AIM>
Reproduce the portion of the material that begins with the line containing "Where can the round" and continues through the end of the material, including the requests. Add 24 to every number in the answer coordinates.

RECORDS SUPPLIED>
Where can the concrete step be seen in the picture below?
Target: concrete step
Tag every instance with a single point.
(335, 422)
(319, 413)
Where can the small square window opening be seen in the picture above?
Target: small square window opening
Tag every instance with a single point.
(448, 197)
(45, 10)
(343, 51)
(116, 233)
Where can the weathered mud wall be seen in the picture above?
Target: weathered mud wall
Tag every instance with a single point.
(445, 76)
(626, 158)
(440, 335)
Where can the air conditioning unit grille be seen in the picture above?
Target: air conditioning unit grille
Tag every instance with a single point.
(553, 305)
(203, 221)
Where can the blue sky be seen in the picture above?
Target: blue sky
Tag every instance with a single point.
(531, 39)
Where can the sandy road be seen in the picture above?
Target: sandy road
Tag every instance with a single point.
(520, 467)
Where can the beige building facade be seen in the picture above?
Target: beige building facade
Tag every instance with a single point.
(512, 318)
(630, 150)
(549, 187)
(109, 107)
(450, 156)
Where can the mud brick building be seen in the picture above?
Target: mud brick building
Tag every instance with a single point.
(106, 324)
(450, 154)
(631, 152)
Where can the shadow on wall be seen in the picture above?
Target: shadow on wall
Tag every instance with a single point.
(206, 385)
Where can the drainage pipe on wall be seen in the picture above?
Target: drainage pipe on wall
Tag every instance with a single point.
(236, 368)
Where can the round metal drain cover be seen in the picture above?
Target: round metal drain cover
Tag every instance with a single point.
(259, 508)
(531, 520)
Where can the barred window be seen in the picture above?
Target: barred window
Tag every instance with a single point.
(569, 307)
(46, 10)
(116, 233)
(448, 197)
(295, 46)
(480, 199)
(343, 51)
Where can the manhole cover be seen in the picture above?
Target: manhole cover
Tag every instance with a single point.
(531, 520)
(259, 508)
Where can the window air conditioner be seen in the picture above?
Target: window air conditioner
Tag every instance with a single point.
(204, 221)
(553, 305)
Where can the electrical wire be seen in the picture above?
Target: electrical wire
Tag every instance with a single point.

FINAL RESULT>
Where can the round metal drain cover be seen in the picture above?
Target: round metal drain cover
Tag every instance with a single point.
(283, 532)
(555, 544)
Where can the barred window be seen in the picture above?
Target: barred window
Tag every instance with a single point.
(593, 331)
(70, 34)
(140, 257)
(472, 221)
(319, 70)
(504, 223)
(367, 75)
Where can the manhole cover be seen in the picture above?
Target: manhole cover
Tag every instance with a single point.
(555, 544)
(283, 532)
Where can the window air conditioner be seen in the picture above?
Target: window air conditioner
Tag every instance with a single point.
(228, 245)
(577, 329)
Where can the electrical wire be seen in the picture above?
Target: electrical wire
Tag every instance with a single point.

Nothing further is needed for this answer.